▶ **Texte du document**:
+++
La décentralisation au risque de la métropolisation.

aquitaine Deux citations sont communément empruntées à Charles de Gaulle et à François Mitterrand pour commenter la décentralisation française. Toutes deux ont pour point commun de rappeler la dette historique de la France à l’égard de la centralisation tout en appelant à désormais promouvoir davantage de décentralisation :

Dans son style inimitable, un rien pompeux et chevrotant, en 1968 Charles de Gaulle déclarait : « L’effort multiséculaire qui fut longtemps nécessaire à notre pays pour réaliser et maintenir son unité malgré les divergences des provinces qui lui étaient successivement rattachées, ne s’impose plus désormais. Au contraire, ce sont les activités régionales qui apparaissent comme les ressorts de sa puissance économique de demain » (Charles de Gaulle, 24 mars 1968).

Il est vrai qu’au-delà du discours et du référendum de 69 (une sorte de suicide politique et une année érotique) rien ne sortit de cette volonté, le général était au fond de lui, sans doute, un vrai jacobin.

Dans son style moins limpide François Mitterrand lui répondait : « La France a eu besoin d’un pouvoir fort et centralisé pour se faire, elle a aujourd’hui besoin d’un pouvoir décentralisée pour ne pas se défaire » (François Mitterrand, 15 juillet 1981). Et là il y eut un chemin réel du discours aux actes. Aux termes des lois de 1983 et de 1984, pilotées par Gaston Defferre, la France entrait en décentralisation ….et monsieur Pyc, sans enthousiasme excessif, pour échapper aux métropoles, après avoir renoncé à élever des chèvres ou des lamas voire à une brillante carrière de pisteur secouriste rentrait dans l’administration locale.

S’il y eut des effets pervers à la décentralisation il est très difficile de ne pas y voir un progrès réel pour remédier à « Paris et au désert français » : une modernisation et une revivification du pays et une place beaucoup mieux équilibrée dans la nouvelle frontière du pays soit l’Europe de 12 à l’époque et celles des 28 aujourd’hui. La Province disparaît et les 22 régions apparaissaient. En particulier autour des métropoles d’équilibre imaginées par la DATAR et Olivier Guichard dans les années 60 et 70.

Aujourd’hui, de fait, les régions et leurs capitales ont pris une autonomie certaine et un lustre plus évident par exemple au niveau culturel et économique. Néanmoins la réforme très baroque, voire bâclée, des régions à laquelle nous venons d’assister a, au moins, réussi à ramener ce chiffre à 14 mais au prix de constructions pour le moins déconcertantes :

–        Comme l’Aquitaine étirée en longueur sur sa façade maritime plutôt qu’un grand Sud-ouest autour de Bordeaux et Toulouse des Pyrénées à l’océan, de la Méditerranée à L’Atlantique.
+++
▶ **Matériel**:
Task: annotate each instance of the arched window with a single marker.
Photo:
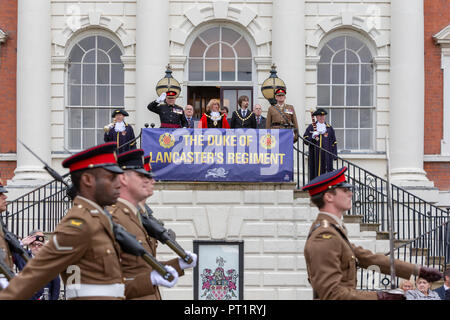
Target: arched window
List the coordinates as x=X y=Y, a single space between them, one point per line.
x=220 y=54
x=95 y=87
x=345 y=87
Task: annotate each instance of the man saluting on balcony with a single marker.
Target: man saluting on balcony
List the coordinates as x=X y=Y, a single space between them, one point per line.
x=331 y=259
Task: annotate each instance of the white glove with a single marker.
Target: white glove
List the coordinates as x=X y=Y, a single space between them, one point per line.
x=4 y=283
x=161 y=98
x=184 y=265
x=158 y=280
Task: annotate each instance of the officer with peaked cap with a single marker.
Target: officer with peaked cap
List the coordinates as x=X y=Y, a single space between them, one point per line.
x=120 y=132
x=282 y=115
x=323 y=136
x=83 y=249
x=134 y=189
x=5 y=253
x=170 y=114
x=331 y=259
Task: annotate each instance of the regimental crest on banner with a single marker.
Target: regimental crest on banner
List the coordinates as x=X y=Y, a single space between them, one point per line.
x=216 y=173
x=166 y=140
x=217 y=285
x=268 y=141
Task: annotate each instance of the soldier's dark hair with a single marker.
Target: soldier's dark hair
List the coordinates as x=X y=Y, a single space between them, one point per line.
x=242 y=98
x=317 y=199
x=447 y=272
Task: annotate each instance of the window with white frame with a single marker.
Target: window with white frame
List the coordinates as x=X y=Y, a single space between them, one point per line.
x=95 y=87
x=345 y=88
x=220 y=54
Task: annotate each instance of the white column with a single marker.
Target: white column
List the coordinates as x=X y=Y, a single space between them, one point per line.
x=33 y=90
x=406 y=130
x=288 y=51
x=152 y=55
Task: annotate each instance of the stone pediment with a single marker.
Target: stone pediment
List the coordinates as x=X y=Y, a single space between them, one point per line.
x=443 y=37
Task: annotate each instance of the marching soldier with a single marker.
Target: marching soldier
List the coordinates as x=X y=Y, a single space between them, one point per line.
x=243 y=118
x=320 y=134
x=281 y=115
x=134 y=189
x=120 y=132
x=331 y=259
x=84 y=249
x=5 y=253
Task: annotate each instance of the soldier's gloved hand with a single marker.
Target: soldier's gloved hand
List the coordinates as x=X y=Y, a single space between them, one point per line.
x=430 y=274
x=383 y=295
x=184 y=265
x=4 y=283
x=161 y=98
x=158 y=280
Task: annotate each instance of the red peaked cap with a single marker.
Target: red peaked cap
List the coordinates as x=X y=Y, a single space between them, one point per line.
x=101 y=156
x=280 y=91
x=133 y=160
x=326 y=181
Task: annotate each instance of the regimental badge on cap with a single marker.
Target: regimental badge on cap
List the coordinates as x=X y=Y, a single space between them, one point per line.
x=101 y=156
x=327 y=181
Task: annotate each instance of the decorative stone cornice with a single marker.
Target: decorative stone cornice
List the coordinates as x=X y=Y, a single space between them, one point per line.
x=443 y=37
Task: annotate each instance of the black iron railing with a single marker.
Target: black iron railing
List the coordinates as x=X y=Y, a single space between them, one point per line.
x=413 y=216
x=432 y=249
x=40 y=209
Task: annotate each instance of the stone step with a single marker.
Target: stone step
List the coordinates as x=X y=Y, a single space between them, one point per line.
x=370 y=226
x=352 y=218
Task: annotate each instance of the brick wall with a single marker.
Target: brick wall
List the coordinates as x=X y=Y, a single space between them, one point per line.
x=8 y=54
x=437 y=16
x=439 y=173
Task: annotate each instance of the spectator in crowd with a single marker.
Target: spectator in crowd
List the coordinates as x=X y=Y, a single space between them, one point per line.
x=444 y=290
x=212 y=118
x=243 y=118
x=35 y=241
x=120 y=132
x=406 y=285
x=224 y=110
x=423 y=291
x=260 y=120
x=189 y=114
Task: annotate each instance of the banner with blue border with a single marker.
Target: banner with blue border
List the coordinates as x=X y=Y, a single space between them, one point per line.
x=245 y=155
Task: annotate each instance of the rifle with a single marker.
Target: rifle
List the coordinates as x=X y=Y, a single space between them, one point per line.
x=4 y=268
x=126 y=240
x=156 y=230
x=14 y=243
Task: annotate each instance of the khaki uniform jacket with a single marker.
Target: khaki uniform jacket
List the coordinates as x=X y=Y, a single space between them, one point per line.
x=331 y=263
x=83 y=238
x=275 y=120
x=5 y=248
x=124 y=213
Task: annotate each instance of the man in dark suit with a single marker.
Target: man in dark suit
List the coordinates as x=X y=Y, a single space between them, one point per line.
x=189 y=114
x=120 y=132
x=243 y=118
x=260 y=120
x=444 y=290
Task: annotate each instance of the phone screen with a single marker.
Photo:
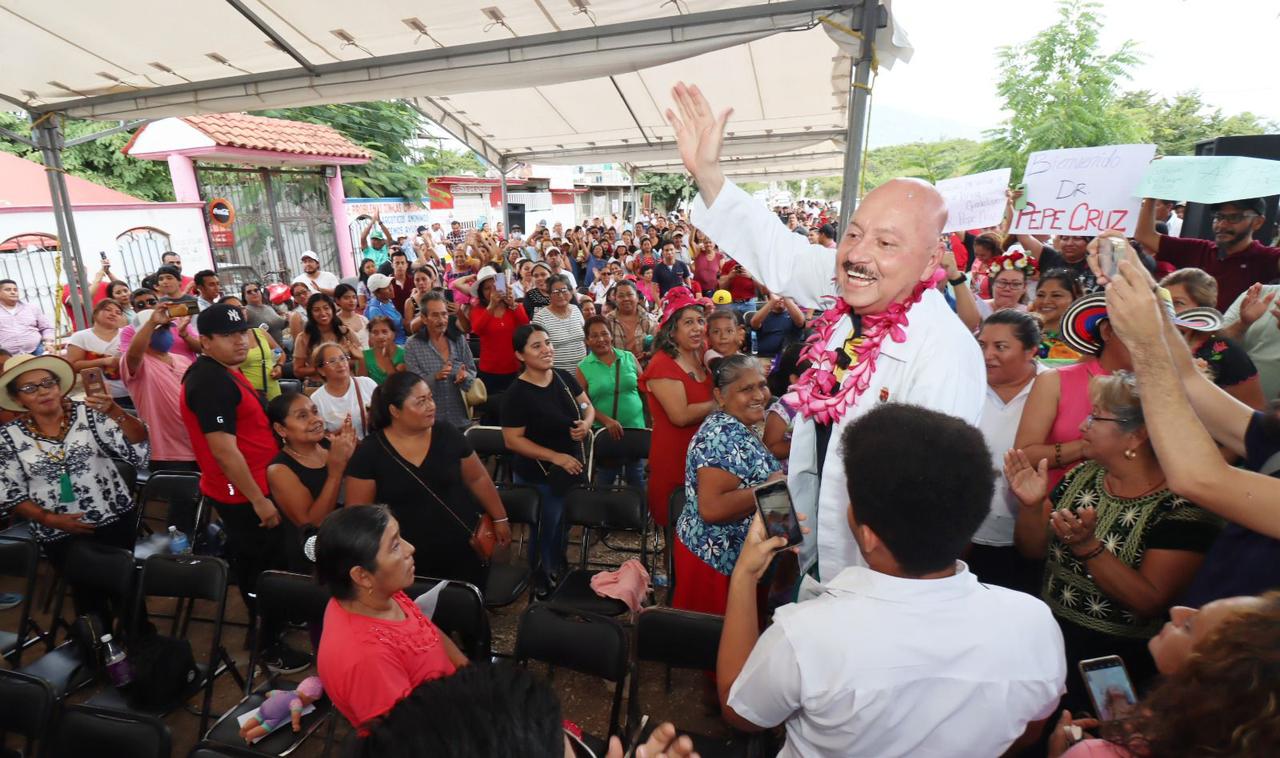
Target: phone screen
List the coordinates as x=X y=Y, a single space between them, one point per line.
x=1109 y=688
x=777 y=512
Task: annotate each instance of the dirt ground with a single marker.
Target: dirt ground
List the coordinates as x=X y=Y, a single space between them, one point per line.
x=690 y=701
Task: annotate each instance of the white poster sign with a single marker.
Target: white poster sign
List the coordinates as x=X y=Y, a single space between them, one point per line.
x=1083 y=190
x=974 y=201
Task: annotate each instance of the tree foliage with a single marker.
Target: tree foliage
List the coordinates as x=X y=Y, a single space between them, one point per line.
x=1061 y=90
x=100 y=160
x=668 y=190
x=392 y=132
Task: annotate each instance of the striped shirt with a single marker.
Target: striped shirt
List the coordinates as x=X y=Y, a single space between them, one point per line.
x=566 y=336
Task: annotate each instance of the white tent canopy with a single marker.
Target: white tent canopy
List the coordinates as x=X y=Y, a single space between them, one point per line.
x=568 y=81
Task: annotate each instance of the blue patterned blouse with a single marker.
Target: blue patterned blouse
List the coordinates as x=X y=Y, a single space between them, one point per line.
x=722 y=442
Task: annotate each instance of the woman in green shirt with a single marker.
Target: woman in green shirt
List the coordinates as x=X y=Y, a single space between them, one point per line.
x=383 y=357
x=609 y=377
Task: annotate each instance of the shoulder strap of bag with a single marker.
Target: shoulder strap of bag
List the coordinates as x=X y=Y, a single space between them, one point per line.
x=394 y=456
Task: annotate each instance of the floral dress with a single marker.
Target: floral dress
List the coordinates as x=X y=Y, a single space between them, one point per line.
x=74 y=474
x=725 y=443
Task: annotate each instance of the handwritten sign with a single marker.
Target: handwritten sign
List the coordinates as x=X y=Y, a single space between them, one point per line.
x=1083 y=190
x=974 y=201
x=1210 y=178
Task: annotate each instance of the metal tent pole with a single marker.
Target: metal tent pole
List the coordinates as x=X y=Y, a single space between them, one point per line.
x=50 y=138
x=859 y=95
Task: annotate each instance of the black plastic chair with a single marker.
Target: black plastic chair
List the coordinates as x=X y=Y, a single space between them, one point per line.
x=581 y=642
x=632 y=447
x=186 y=578
x=18 y=557
x=617 y=508
x=460 y=613
x=282 y=597
x=508 y=581
x=100 y=569
x=27 y=707
x=87 y=731
x=681 y=639
x=488 y=443
x=173 y=488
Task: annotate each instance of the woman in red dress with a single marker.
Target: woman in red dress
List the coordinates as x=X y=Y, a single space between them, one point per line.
x=679 y=392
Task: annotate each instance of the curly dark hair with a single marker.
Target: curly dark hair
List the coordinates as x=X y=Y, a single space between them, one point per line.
x=1226 y=699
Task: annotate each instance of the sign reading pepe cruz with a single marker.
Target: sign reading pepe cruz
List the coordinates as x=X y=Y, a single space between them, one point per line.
x=974 y=201
x=220 y=211
x=1082 y=190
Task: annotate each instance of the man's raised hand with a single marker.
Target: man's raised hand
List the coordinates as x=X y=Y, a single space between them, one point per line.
x=699 y=136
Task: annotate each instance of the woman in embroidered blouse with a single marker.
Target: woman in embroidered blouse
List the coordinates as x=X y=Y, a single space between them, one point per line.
x=679 y=391
x=55 y=461
x=725 y=461
x=1119 y=546
x=376 y=644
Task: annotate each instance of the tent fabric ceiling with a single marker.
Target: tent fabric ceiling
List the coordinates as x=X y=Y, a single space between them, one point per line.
x=522 y=80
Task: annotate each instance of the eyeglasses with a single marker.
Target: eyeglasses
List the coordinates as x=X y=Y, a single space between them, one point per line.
x=1091 y=419
x=37 y=386
x=1232 y=218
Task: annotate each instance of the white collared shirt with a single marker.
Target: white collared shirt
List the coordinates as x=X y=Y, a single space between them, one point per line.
x=949 y=377
x=999 y=427
x=883 y=666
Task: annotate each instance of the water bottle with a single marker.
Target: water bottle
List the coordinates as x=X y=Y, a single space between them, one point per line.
x=178 y=542
x=117 y=662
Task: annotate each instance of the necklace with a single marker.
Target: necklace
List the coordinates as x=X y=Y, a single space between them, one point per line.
x=819 y=395
x=65 y=492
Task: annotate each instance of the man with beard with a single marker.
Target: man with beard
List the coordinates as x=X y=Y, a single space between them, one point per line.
x=1234 y=258
x=887 y=336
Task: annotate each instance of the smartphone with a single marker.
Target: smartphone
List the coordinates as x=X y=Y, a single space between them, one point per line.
x=183 y=306
x=1110 y=688
x=778 y=514
x=94 y=380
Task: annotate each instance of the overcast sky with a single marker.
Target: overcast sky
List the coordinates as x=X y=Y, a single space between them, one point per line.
x=1226 y=49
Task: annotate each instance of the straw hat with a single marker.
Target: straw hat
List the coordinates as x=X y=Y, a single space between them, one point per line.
x=21 y=364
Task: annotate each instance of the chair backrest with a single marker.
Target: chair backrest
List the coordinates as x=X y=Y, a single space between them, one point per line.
x=634 y=446
x=487 y=441
x=184 y=576
x=522 y=502
x=128 y=471
x=606 y=507
x=26 y=704
x=577 y=640
x=172 y=487
x=86 y=731
x=681 y=639
x=460 y=611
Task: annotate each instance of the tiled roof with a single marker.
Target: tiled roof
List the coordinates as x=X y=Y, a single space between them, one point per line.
x=256 y=132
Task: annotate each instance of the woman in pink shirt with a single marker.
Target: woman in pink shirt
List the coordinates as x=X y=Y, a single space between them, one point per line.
x=376 y=644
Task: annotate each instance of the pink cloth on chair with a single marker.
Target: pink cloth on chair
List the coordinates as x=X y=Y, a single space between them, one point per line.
x=630 y=584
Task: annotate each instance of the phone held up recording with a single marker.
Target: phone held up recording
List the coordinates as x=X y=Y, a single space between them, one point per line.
x=777 y=511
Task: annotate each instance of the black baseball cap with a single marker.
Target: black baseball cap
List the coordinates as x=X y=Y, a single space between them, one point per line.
x=222 y=319
x=1257 y=205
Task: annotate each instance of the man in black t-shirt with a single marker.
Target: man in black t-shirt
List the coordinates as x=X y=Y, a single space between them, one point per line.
x=233 y=444
x=670 y=272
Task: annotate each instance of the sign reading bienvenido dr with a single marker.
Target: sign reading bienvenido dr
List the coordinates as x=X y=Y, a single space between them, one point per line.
x=1082 y=191
x=220 y=211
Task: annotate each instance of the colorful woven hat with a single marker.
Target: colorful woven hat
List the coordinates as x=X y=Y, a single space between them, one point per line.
x=1080 y=324
x=1202 y=319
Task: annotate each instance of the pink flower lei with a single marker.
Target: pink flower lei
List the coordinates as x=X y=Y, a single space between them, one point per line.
x=817 y=395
+++
▶ **Consigne**: Recopiez le passage du texte sur la décentralisation qui s'ouvre sur les mots contenant « S’il y eut des » et se clôt sur « années 60 et 70. », en renommant « DATAR » en « Délégation à l'aménagement du territoire ».

▶ **Réponse**:
S’il y eut des effets pervers à la décentralisation il est très difficile de ne pas y voir un progrès réel pour remédier à « Paris et au désert français » : une modernisation et une revivification du pays et une place beaucoup mieux équilibrée dans la nouvelle frontière du pays soit l’Europe de 12 à l’époque et celles des 28 aujourd’hui. La Province disparaît et les 22 régions apparaissaient. En particulier autour des métropoles d’équilibre imaginées par la Délégation à l'aménagement du territoire et Olivier Guichard dans les années 60 et 70.